STATED TASK: Reproduce verbatim the part of the material below that starts with the line containing "Reviewer note: every instance of the blue painted" and runs through the end of the material, with both ends included.

DATA TO PROCESS:
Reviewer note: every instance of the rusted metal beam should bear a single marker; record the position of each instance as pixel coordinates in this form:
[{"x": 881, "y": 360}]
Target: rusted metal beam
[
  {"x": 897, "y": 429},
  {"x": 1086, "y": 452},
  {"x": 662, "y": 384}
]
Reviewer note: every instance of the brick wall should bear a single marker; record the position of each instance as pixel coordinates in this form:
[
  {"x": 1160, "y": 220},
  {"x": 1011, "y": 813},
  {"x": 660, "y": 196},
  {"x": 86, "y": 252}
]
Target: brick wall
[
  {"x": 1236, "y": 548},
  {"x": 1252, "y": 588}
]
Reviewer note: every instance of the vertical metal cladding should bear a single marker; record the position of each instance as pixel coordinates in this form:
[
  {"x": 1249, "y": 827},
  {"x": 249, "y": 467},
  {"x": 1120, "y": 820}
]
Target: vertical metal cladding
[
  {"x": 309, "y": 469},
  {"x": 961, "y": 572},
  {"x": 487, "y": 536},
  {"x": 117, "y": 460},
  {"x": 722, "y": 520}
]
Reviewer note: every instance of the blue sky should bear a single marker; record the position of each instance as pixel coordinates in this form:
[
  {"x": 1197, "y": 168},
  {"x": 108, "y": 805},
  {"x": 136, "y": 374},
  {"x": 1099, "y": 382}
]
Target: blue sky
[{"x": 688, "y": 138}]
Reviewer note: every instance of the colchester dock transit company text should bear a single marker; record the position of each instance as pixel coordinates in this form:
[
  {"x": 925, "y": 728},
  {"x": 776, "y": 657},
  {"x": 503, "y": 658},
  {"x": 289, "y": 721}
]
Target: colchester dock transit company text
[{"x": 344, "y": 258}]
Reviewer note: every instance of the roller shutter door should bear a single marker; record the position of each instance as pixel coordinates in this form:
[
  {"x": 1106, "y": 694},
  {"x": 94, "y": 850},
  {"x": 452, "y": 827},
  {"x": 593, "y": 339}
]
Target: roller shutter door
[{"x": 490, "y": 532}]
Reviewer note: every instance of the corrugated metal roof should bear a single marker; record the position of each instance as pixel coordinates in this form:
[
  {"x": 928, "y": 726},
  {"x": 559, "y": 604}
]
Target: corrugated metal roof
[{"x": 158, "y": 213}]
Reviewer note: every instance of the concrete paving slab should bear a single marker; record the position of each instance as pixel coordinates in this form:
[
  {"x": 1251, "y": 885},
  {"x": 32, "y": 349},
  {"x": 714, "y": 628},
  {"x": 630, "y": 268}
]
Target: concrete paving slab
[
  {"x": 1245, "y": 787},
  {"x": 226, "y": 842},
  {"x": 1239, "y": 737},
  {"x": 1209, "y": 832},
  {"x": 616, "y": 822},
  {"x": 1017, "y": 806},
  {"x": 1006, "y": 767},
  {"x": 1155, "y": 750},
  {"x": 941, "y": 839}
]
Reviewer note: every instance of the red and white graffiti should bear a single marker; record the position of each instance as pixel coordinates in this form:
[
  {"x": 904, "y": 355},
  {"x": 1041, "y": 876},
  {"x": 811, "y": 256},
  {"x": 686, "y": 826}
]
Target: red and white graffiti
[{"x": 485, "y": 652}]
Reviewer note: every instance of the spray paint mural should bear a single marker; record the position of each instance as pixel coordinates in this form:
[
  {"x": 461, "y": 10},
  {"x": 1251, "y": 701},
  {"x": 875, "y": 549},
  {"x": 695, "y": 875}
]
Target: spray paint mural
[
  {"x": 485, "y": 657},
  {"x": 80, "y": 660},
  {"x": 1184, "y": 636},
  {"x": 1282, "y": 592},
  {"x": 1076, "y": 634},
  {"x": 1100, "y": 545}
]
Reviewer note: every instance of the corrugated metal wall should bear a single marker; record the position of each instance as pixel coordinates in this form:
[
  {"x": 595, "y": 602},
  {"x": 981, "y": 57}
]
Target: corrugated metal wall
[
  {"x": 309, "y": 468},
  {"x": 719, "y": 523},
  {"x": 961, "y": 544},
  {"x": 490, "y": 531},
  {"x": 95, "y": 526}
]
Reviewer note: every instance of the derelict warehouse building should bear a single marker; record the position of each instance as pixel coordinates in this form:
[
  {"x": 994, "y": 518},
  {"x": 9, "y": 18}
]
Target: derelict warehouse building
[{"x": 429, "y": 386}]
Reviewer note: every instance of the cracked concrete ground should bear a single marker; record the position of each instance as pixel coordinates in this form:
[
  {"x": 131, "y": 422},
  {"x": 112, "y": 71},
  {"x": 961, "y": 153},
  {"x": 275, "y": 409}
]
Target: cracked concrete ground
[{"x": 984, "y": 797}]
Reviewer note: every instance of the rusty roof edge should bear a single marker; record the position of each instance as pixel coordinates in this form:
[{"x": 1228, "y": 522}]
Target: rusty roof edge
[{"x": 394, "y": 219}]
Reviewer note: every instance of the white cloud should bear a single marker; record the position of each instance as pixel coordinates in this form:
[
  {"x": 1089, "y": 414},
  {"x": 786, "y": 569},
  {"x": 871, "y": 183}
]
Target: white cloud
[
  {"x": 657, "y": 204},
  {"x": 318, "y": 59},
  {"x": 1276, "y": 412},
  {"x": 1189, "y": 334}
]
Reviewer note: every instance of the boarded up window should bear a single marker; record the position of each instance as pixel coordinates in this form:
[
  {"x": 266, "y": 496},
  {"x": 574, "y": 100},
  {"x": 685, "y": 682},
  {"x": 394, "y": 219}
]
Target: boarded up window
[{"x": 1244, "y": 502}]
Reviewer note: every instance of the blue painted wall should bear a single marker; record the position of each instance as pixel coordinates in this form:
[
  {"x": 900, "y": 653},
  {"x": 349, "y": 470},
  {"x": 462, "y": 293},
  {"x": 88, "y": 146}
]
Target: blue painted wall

FULL SOLUTION:
Reviewer note: every instance of the blue painted wall should bear a single marker; record the position of each instance as pixel coordinates in this form:
[
  {"x": 900, "y": 653},
  {"x": 349, "y": 470},
  {"x": 462, "y": 293},
  {"x": 88, "y": 146}
]
Target: blue painted wall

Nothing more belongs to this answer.